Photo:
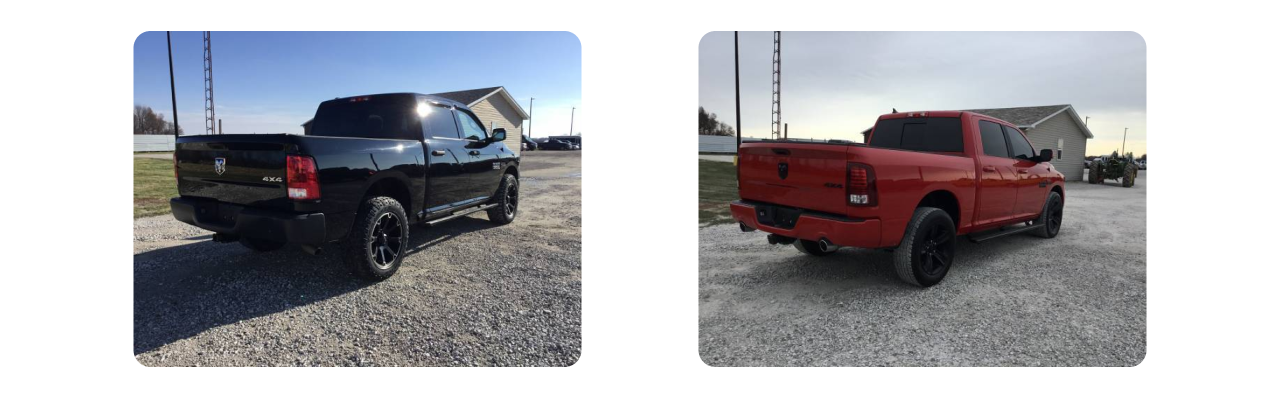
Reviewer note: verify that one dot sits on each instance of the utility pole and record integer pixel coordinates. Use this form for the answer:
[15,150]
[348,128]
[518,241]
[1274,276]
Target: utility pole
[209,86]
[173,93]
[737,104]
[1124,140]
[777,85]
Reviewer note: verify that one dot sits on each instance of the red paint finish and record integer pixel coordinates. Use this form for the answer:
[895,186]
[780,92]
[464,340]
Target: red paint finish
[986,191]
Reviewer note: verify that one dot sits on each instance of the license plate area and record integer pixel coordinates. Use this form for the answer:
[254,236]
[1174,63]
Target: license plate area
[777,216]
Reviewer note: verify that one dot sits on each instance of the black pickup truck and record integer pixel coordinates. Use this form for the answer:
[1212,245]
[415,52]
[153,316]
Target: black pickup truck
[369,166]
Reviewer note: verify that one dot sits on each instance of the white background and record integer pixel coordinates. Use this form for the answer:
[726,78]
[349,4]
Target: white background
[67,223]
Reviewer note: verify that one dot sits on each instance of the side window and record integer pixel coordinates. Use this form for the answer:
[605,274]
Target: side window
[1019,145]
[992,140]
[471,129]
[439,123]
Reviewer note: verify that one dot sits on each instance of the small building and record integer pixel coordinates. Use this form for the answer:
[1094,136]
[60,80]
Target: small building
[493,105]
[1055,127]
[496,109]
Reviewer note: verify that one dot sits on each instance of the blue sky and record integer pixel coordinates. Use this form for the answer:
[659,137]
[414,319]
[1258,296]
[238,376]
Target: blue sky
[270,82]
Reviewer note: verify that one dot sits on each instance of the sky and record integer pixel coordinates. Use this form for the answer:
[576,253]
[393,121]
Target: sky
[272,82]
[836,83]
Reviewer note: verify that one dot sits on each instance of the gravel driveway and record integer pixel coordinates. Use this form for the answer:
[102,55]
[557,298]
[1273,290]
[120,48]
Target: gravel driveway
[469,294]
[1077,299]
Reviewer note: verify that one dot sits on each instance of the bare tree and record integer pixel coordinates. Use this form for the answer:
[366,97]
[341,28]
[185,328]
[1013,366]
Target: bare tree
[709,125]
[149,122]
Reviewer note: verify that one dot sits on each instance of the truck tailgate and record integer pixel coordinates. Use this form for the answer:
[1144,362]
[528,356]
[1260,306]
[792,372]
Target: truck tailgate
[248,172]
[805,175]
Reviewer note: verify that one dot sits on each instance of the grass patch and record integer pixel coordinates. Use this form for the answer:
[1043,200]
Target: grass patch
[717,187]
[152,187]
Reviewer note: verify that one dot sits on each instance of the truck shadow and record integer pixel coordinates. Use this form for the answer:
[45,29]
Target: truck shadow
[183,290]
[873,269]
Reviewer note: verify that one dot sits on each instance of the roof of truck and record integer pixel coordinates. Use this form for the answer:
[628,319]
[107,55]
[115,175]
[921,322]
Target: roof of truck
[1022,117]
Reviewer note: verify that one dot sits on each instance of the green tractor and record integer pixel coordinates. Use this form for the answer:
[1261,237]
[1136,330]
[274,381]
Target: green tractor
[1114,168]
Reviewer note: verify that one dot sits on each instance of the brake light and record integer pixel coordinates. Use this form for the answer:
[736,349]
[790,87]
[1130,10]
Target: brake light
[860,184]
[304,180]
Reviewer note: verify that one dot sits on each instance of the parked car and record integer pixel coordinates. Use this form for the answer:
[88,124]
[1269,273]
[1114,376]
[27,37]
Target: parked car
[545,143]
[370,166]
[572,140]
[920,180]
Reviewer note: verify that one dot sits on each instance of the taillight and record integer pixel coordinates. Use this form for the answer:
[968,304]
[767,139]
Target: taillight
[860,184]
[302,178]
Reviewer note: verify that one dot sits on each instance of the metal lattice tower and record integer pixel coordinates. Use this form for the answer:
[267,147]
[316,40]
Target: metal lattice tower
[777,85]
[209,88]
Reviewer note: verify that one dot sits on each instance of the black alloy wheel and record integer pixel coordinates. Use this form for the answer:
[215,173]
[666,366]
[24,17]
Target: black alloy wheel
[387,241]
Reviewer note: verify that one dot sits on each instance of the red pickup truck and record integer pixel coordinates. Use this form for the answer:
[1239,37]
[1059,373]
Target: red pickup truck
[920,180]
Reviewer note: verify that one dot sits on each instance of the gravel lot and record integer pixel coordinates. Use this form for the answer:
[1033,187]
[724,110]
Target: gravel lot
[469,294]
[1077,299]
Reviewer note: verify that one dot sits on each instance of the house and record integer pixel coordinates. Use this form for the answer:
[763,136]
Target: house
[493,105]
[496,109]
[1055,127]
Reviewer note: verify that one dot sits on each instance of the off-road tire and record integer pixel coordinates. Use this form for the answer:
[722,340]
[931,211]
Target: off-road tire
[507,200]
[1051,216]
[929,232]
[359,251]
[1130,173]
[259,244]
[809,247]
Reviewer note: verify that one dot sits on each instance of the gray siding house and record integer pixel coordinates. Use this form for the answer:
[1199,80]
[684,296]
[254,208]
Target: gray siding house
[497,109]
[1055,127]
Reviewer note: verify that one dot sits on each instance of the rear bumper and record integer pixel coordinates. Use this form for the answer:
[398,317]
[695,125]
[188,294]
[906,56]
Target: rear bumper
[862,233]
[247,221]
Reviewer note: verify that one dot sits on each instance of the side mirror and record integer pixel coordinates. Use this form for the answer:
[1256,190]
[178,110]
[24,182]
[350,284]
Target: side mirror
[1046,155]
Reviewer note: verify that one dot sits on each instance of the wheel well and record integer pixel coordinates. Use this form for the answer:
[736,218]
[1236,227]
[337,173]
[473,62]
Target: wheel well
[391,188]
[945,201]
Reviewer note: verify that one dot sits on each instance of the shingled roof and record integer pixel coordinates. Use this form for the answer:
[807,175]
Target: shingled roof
...
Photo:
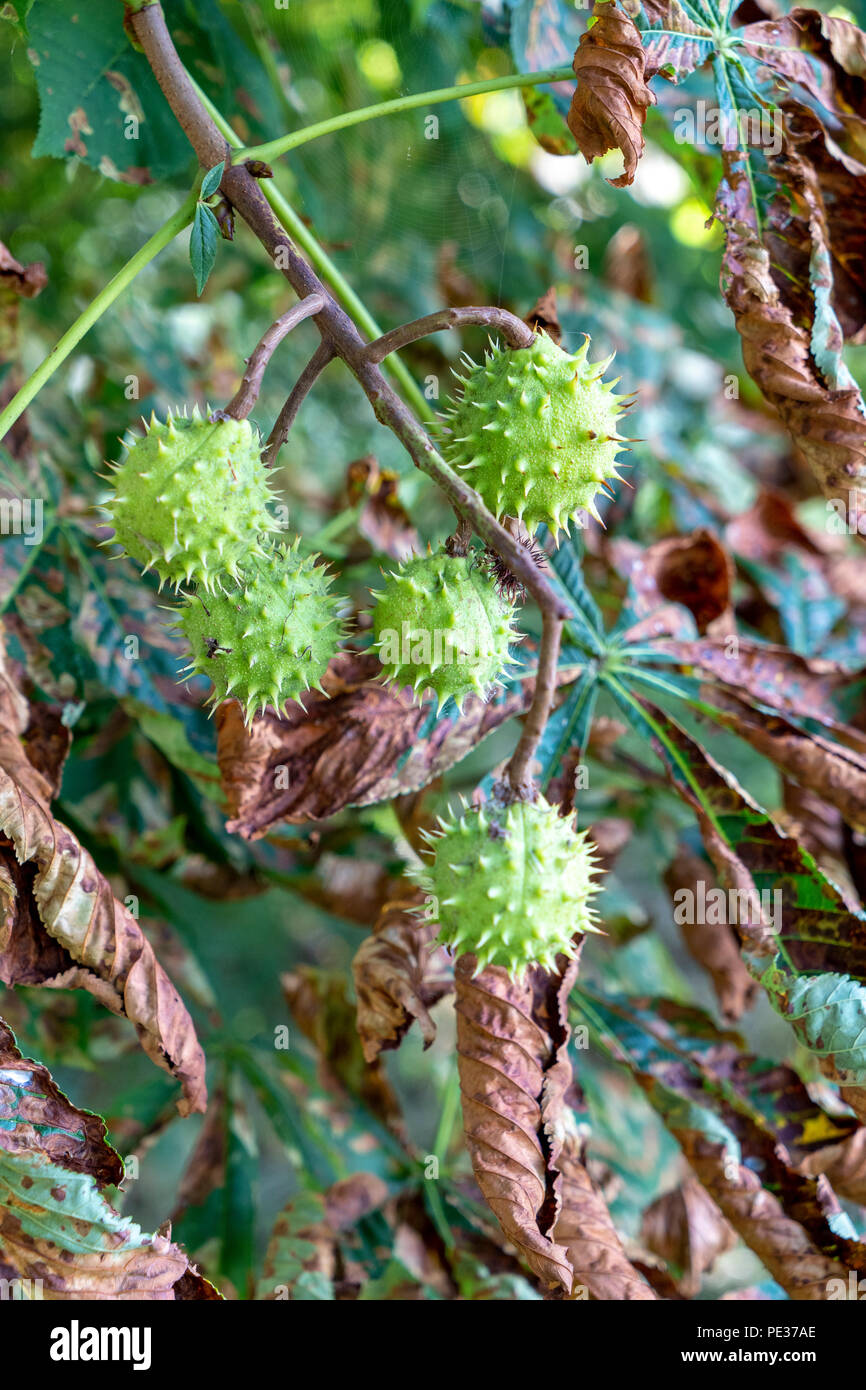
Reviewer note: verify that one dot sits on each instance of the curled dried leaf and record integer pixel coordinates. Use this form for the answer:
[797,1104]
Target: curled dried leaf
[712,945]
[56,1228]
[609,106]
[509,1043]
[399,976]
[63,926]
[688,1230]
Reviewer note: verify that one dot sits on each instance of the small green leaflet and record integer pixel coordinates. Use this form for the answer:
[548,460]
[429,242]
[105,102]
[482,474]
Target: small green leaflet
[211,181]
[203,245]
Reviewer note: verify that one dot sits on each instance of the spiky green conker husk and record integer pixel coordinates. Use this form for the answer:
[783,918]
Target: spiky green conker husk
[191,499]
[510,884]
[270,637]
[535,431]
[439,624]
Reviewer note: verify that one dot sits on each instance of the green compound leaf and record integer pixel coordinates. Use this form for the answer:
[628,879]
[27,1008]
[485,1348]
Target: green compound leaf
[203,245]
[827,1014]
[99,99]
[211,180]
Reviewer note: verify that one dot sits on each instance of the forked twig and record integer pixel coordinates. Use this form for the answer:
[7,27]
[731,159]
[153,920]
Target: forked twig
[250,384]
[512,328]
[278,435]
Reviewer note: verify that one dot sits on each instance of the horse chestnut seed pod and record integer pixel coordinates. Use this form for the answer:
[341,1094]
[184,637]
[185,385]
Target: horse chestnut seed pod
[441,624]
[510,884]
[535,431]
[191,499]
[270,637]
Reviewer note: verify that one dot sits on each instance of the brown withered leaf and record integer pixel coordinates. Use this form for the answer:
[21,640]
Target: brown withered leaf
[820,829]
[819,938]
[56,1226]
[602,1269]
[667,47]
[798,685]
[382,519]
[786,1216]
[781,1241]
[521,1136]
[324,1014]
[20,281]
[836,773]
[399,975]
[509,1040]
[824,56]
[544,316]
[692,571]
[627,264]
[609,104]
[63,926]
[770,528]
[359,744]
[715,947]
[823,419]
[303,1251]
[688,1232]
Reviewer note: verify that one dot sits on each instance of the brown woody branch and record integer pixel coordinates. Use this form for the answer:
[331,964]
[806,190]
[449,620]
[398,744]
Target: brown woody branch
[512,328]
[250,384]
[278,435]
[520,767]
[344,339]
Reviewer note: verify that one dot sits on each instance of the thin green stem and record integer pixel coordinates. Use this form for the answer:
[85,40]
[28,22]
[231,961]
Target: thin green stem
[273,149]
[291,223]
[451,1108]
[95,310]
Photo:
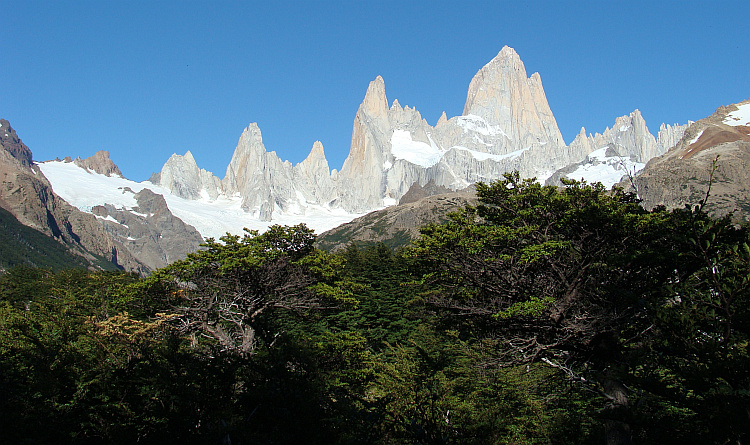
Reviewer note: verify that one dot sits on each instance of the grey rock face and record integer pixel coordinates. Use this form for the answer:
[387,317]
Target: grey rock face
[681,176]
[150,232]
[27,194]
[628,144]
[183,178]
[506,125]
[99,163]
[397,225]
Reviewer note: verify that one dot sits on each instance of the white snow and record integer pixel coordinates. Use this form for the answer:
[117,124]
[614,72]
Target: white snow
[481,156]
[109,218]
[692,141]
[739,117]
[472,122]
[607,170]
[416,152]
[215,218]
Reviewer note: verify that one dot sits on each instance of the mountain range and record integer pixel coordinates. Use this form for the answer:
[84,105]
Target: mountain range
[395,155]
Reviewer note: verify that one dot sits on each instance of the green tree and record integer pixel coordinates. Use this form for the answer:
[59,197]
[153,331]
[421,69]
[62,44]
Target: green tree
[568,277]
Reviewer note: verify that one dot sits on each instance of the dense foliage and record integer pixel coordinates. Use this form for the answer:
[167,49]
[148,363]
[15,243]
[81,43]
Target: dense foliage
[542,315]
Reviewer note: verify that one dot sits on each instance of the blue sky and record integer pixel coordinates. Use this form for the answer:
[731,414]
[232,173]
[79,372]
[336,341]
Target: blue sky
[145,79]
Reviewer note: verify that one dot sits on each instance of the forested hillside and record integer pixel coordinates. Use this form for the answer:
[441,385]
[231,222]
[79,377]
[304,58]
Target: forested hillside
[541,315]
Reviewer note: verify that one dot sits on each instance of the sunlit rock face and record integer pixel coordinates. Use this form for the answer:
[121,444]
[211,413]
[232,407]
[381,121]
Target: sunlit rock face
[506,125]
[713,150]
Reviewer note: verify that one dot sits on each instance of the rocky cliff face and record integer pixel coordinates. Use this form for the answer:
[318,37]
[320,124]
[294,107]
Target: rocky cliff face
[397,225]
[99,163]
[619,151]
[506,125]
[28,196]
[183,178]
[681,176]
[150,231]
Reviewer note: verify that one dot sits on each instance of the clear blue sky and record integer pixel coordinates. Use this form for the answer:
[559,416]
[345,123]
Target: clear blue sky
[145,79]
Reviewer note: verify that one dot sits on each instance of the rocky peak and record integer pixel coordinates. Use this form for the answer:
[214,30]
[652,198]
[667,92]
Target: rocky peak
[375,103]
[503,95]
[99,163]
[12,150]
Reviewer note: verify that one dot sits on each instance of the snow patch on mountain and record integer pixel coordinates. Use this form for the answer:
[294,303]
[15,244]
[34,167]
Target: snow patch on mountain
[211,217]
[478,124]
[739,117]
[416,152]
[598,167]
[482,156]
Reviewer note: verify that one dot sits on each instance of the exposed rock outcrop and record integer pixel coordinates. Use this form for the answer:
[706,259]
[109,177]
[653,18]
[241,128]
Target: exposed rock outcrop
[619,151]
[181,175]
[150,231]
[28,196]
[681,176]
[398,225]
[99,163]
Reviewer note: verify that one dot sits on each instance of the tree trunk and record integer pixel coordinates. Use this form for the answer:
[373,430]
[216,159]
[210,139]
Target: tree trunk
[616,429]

--- Requirement ---
Please pull every line above that contains the word "clear" and copy each of those lines in full.

--- Finished task ---
Reviewer note: verify that one dot sits on each instance of the clear blue sky and record integer pixel coordinates. Use this form for the answer:
Target: clear blue sky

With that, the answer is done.